• [What you will do]:
Reproduce, word for word, the part of the comment below on disinterest and sex work between "But it stands" and "they have to.", inclusive.

Disinterest. It's a powerful tool. I don't have to stigmatize it nor do I have to research it and use politically correct speech. I simply have no interest in what other people do or what is being exchanged between them, without Force or Fraud. If I'm in the business of re-sculpting incorrect - but broad based - opinions, I will start with our insane fiscal, economic, and monetary policies. I have a lot more interest in the disease of socialism than a john or prostitute giving/getting an STD, or the feelings of a "sex worker" in general.
But it stands that there are cultural paradigms and exchanging bodily fluids is a strong vector for disease. I would not want a loved one of mine involved in activities. The reality IS they will be judged by others whose interests are questionable but still whose judgement is their own right to have, and I wouldn't want my loved one(s) exposing themselves to disease any more than they have to.
Also, Noah: "Sex-Worker-American", please
Preferred Nomenclature aside...

• [Data extract]:
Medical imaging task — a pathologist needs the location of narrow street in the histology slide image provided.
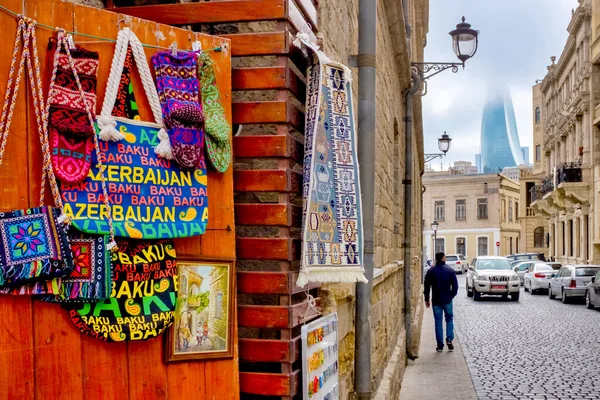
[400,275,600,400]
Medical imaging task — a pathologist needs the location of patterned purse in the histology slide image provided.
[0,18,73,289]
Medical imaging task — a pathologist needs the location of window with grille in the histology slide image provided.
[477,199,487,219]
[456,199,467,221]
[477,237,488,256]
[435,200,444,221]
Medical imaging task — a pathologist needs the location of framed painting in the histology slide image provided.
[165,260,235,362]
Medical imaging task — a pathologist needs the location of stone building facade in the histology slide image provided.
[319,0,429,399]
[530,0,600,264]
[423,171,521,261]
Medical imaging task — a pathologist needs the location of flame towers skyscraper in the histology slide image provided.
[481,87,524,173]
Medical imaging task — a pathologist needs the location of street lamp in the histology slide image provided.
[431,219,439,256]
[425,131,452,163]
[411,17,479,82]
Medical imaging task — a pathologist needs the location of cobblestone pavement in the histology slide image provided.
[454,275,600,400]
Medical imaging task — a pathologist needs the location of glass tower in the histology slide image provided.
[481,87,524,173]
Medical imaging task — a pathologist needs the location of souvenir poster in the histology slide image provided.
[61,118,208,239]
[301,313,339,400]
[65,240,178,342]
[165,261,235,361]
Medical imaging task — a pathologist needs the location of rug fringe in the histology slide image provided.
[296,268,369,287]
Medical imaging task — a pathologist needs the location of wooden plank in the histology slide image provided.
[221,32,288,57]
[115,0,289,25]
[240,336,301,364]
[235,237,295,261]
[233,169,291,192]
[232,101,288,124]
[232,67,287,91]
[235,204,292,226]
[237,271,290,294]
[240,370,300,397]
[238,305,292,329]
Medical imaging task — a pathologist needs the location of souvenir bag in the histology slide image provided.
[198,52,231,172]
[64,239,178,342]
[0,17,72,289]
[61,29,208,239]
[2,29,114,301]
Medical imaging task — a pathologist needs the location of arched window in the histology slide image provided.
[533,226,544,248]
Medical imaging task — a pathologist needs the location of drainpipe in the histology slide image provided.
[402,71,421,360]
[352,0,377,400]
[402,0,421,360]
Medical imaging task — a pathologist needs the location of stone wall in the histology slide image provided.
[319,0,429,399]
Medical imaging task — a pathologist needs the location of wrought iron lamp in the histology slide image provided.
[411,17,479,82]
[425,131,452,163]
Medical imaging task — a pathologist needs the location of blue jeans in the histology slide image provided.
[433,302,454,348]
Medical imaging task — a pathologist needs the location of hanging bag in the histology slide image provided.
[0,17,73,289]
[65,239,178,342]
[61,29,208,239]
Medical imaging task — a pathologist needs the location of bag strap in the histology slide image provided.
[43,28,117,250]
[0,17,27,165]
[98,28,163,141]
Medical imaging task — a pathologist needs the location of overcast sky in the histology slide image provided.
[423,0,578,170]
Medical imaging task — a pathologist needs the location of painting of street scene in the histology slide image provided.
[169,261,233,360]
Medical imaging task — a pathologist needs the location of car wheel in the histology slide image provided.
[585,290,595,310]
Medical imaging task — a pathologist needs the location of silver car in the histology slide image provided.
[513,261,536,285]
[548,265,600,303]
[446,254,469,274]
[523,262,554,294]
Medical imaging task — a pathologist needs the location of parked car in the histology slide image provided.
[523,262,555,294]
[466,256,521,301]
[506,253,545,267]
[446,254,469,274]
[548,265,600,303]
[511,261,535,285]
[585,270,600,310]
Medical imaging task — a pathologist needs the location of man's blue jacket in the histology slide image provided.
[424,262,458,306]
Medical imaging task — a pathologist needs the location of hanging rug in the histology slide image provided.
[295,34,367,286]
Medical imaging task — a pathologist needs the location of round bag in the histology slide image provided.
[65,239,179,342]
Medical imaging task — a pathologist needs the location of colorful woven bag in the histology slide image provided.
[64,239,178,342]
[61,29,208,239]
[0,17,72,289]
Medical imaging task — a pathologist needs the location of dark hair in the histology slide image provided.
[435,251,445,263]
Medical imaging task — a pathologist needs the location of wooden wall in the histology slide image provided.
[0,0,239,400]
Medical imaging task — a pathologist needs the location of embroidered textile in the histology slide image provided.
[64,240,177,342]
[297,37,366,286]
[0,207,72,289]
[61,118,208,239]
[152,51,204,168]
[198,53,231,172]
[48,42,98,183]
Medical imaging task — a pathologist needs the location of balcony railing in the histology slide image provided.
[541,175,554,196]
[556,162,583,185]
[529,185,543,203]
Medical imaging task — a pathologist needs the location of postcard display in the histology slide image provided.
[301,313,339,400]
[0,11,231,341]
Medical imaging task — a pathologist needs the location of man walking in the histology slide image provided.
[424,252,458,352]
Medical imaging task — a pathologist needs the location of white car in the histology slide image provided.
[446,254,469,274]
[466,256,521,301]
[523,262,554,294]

...

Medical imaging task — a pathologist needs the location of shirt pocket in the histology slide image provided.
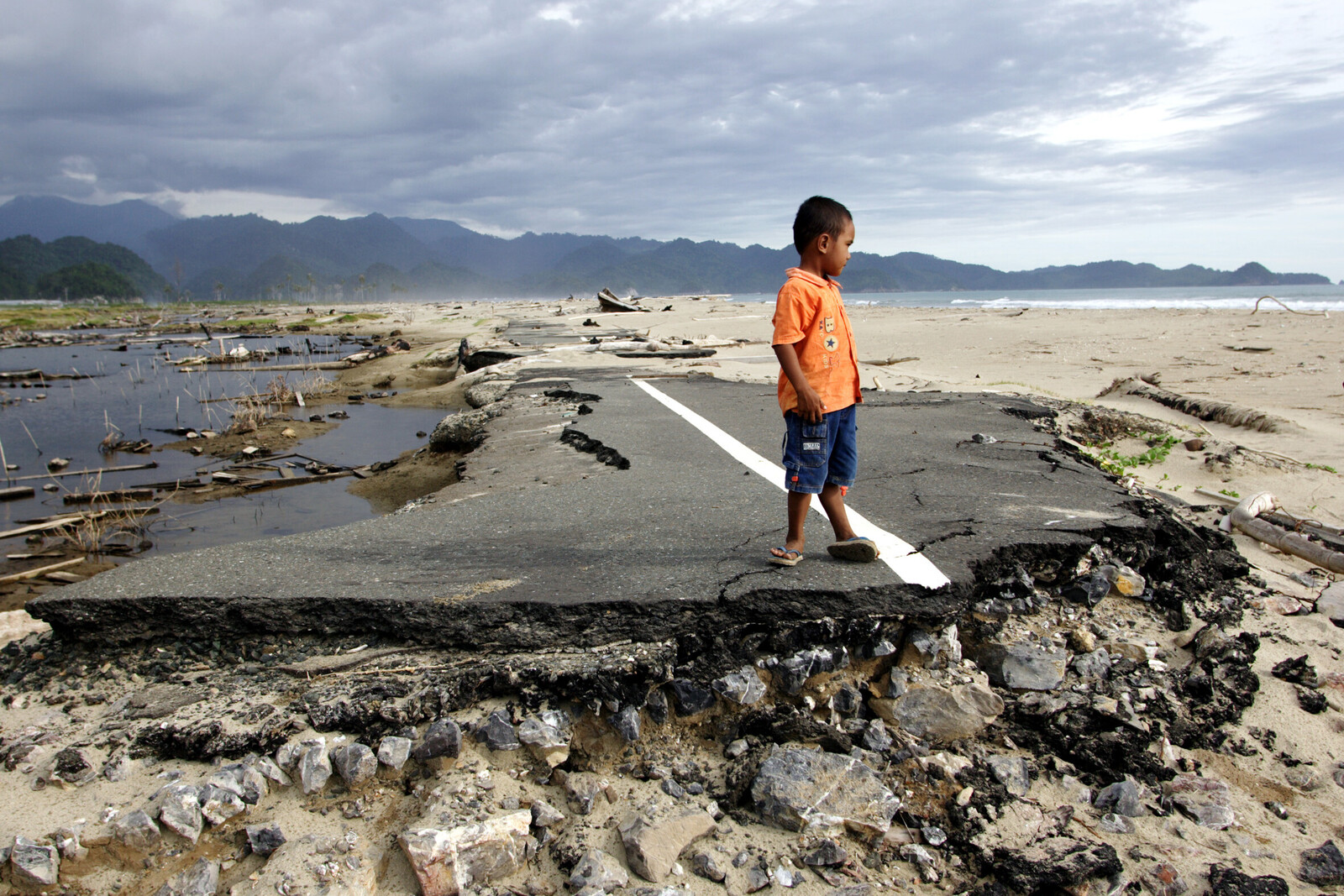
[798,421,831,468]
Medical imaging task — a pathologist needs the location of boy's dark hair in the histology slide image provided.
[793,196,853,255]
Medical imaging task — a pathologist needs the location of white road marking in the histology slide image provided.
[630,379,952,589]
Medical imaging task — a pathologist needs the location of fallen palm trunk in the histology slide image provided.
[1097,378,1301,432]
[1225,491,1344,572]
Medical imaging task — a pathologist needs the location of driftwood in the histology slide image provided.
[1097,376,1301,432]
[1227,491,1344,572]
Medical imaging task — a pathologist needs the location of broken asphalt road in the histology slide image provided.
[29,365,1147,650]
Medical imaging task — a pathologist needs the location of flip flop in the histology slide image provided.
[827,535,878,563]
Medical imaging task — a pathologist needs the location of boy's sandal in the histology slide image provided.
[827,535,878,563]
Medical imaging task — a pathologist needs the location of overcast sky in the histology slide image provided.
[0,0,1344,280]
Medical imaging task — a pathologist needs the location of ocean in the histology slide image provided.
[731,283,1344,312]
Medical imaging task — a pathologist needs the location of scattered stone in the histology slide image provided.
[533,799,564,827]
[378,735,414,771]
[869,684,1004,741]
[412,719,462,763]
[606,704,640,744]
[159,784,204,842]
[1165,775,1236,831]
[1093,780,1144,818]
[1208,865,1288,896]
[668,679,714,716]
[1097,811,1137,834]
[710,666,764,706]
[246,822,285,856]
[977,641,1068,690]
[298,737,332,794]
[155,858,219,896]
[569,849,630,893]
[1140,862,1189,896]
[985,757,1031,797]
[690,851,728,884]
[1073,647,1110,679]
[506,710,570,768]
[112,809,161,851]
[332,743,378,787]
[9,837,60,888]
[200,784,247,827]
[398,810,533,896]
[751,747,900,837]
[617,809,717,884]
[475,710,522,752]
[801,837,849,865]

• [The answer]:
But it stands that there are cultural paradigms and exchanging bodily fluids is a strong vector for disease. I would not want a loved one of mine involved in activities. The reality IS they will be judged by others whose interests are questionable but still whose judgement is their own right to have, and I wouldn't want my loved one(s) exposing themselves to disease any more than they have to.